TEXT SEGMENT:
START
# Hot buys



## Sask hunter (Sep 11, 2008)

Does anyone have those ghg hot buy mallards and if you do what are the pro and cons of them? thanks


----------



## Save Hens (Mar 15, 2008)

the hotbuys are pretty cheap in price. they look pretty good, but the deeks are small and the paint chips easily. But most paint on deeks seem to chip and wear fast


----------



## WingedShooter7 (Oct 28, 2005)

Have had a dozen for around 3 years now, paint is holding up very well only the heads are rubbing off a little bit. For the price you can't go wrong.


----------



## cutter08 (Sep 11, 2008)

good filler decoys but i wouldn't run all hot buys. They are quite a bit smaller.


----------



## Buck25 (Mar 27, 2008)

they cost like 2 bucks a peice how can you go wrong?


----------



## wyogoose (Feb 11, 2006)

I run predominately hot buys. My spread has 8 dozen hotbuys and I love them. We landed tons of ducks and geese into them and they just swam around so I dont think they care. Me and my crew shot 186 ducks this year over them. Tough to beat that I'd say.


----------



## hntnmn23 (Feb 26, 2007)

Good decoys, but they dont have necks on them to wrap a weight around. Overall good decoys.


----------



## T.Mayer (Feb 17, 2009)

^
^
^
^
i agree with what he said..i run about 3 doz and love them but i found you have to go with "rig em right" weight set up or get "keel grabbers" and then you wont have any prob with them....your not supposed to wrap the weights around the head anyway on any decoy


----------



## snowslayer (Feb 4, 2008)

I like the ones that i have the paint seems to hold up.


----------



## Tylor Johnson (Mar 27, 2009)

I have 2 dozen and the only bad thing ive found is that they dont have necks for weights and they are smaller!


----------



## wyogoose (Feb 11, 2006)

I run all mine with GHG line and keel grapper wieghts and they work perfect.


----------



## Tylor Johnson (Mar 27, 2009)

wyogoose said:


> I run all mine with GHG line and keel grapper wieghts and they work perfect.


Thats the way to do it to, thats what im going to with all of mine that i have...


----------



## honker85 (Mar 12, 2008)

good decoys, paint holds up, look good, but are really small. and about the short necks. well i wouldnt really do that with any of my decoys. probably one of the worst things to do. Obviously the paint wont hold up with a big chunk of lead around its neck


----------



## kill em (Feb 1, 2009)

I think they are great. We have a dozen and my friend that we hunt with has a dozen and we do just fine. No paint is chipping and have had them for 2 1/2 seasons. Great decoys especially the price!


----------



## MNgrinder (Apr 1, 2009)
END
INSTRUCTION A:
In the thread on hot buy decoys, how many ducks does wyogoose say the crew shot over them this year?
INSTRUCTION B:
Carry the forum thread about hot buy mallard decoys forward, starting right after its last line.

EXCERPTED RECORDS:
START
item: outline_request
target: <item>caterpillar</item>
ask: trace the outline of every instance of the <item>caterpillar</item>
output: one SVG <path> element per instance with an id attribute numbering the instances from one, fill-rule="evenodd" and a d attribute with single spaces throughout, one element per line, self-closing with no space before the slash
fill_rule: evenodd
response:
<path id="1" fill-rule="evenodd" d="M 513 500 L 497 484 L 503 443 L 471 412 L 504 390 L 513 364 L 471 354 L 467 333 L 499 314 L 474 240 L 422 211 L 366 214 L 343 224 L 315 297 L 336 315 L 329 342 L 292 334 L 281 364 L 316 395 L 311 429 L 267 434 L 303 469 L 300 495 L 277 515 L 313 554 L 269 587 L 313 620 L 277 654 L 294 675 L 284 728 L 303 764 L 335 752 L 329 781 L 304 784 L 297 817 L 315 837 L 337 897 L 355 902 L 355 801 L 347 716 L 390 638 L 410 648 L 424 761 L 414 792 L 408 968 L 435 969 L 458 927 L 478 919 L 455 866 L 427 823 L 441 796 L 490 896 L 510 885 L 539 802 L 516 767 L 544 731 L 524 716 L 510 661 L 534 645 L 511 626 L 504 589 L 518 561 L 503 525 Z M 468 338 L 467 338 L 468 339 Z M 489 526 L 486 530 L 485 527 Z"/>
END
START
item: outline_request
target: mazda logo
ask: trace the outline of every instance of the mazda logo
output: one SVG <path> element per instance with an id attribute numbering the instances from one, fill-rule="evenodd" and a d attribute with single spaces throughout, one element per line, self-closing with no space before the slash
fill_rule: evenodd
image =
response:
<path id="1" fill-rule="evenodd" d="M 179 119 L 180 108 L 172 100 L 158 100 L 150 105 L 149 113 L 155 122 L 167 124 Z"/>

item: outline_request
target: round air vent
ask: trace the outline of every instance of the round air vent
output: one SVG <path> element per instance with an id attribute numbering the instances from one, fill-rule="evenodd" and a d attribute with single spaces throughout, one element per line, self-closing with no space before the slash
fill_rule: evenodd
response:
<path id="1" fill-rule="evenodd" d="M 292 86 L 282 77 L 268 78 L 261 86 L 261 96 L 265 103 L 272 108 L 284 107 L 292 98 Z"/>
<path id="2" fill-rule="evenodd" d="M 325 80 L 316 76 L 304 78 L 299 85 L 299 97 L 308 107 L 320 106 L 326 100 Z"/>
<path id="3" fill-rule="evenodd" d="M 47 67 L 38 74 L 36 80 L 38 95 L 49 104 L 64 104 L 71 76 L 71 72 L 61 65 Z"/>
END
ANSWER A:
186 ducks.

ANSWER B:
Good decoys for the price but the paint will chip at least a little bit and they are on the small side but like said before they are nice filler decoys


----------



## greatwhitehunter3 (Sep 15, 2006)

only mallards that i use are hot buys and they work like a charm!


----------



## bluebird (Feb 28, 2008)

MIgoosekiller said:


> ^
> ^
> ^
> ^
> your not supposed to wrap the weights around the head anyway on any decoy


You must never hunt with the best duck decoy out of them all G&H!!!!! The paint will never rub off!!!!!!

But i do use the hot buys for extra decoys and you have to rig them right or it is a pain in the ***.


----------



## Bustem36 (Feb 5, 2008)

good decoys, great price, paint is over rated...


----------



## barebackjack (Sep 5, 2006)

Ive never seen a floater that held ALL its paint. They just get beat on to much.


----------



## fuzznuts (May 27, 2009)

heck, for $23 bucks a dozen, load up. I got 6 dozen. Figure a couple dozen Super Mags and a dozen Hidgeon floaters and I'll be sitting pretty. To much work for half day hunt, have to be full day. Sleep @ midday.


----------



## huntfever (Feb 28, 2009)

I bought a few dozen of these last year, the paint chipped a little but they still look good. they worked weel too.


----------



## NDTerminator (Aug 20, 2003)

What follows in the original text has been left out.